SET PROBLEM: Reproduce the stretch from the line containing "the ear, the" through the line containing "[[126, 113], [92, 109]]", requests included, and shift every x and y coordinate in the answers by -68.

RECORDS SHOWN:
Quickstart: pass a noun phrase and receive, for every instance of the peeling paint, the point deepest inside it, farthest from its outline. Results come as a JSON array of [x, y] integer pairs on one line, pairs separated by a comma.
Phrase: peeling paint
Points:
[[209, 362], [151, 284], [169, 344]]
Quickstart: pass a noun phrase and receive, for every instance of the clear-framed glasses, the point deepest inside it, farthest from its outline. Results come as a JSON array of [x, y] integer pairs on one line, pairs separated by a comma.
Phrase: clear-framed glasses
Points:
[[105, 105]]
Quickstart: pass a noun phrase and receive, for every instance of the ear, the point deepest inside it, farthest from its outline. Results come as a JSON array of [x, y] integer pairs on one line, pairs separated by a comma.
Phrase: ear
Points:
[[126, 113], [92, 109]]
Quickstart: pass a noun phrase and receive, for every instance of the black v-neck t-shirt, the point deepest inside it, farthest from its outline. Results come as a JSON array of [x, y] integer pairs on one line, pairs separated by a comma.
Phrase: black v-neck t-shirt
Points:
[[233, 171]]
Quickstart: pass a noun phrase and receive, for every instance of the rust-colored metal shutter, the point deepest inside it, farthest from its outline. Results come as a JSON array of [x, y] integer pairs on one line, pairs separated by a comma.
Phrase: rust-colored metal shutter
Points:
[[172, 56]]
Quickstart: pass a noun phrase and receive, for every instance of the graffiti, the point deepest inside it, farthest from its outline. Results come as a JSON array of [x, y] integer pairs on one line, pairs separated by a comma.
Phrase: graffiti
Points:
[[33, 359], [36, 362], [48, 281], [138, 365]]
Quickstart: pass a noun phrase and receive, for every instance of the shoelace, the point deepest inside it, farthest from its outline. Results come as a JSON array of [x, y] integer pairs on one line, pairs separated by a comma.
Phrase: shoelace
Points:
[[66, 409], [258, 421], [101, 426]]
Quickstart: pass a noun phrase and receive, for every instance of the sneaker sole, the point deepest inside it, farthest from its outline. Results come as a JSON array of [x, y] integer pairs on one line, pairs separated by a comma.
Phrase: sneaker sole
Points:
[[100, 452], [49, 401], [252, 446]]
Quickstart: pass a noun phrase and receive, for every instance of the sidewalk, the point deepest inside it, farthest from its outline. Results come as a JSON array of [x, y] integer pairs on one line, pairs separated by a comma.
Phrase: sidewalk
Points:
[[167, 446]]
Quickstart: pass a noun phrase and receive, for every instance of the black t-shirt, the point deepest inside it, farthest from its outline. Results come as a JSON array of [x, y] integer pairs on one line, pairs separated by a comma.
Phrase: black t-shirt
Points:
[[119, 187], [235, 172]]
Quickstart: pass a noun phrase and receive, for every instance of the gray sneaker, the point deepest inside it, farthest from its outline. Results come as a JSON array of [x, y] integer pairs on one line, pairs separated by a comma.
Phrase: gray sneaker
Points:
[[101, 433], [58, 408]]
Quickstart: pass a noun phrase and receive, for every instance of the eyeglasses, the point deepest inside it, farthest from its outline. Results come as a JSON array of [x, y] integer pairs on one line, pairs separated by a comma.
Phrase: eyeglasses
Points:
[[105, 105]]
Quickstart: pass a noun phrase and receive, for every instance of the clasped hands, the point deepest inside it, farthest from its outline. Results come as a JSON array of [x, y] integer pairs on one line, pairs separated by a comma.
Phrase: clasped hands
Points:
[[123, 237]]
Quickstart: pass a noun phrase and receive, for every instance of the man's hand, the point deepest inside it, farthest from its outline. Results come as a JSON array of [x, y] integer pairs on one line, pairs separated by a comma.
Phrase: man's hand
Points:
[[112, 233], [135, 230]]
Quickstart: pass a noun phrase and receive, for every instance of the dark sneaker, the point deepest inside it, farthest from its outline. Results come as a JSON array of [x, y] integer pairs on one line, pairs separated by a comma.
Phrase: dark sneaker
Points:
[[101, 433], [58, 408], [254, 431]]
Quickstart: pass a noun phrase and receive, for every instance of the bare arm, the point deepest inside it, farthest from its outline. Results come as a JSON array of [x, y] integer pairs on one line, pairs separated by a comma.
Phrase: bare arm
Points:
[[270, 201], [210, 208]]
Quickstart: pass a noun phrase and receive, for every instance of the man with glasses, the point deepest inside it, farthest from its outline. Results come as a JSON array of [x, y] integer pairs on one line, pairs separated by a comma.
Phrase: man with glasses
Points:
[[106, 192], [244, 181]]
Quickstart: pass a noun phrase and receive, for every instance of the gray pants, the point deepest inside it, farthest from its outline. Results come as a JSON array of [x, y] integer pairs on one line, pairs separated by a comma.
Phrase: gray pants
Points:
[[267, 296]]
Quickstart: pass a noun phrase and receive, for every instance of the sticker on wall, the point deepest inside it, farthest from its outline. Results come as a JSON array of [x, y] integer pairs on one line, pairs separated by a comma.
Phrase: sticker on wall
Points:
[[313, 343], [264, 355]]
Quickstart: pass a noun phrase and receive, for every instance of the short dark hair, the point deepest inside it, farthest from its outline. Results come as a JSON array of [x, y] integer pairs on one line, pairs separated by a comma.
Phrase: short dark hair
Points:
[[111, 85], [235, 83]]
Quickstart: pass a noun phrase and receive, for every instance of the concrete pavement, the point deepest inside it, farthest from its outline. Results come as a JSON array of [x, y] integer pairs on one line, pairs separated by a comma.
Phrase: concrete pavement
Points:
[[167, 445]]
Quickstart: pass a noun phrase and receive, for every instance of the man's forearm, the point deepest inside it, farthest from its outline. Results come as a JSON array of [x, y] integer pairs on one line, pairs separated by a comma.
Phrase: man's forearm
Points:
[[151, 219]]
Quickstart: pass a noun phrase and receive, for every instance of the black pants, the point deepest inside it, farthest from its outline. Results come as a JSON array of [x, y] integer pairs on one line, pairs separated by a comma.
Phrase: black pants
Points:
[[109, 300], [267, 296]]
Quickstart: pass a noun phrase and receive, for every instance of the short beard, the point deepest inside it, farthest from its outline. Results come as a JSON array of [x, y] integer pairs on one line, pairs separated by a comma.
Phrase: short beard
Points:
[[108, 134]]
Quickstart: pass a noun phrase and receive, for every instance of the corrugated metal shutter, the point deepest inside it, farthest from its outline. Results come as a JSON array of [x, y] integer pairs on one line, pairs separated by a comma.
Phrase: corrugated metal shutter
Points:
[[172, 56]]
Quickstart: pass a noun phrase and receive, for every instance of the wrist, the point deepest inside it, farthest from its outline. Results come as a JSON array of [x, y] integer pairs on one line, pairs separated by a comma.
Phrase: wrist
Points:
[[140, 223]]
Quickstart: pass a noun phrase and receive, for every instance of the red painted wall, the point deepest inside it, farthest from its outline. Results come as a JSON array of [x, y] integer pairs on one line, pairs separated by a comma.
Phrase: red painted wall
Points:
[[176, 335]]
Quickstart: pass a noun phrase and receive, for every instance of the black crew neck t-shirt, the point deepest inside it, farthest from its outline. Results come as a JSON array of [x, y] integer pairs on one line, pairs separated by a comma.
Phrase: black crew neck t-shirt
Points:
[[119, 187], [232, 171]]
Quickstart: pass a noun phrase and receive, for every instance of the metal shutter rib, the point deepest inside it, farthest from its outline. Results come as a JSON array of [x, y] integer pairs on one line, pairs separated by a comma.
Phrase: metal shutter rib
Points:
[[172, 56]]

ANSWER IN FULL:
Quickstart: pass a noun phrase and receive, for every instance of the ear, the point deepest inside it, farthest from its outline. Results come as a JSON array of [x, y] integer pairs on one line, pairs separated by a comma.
Phrase: ear
Points:
[[58, 45], [24, 41]]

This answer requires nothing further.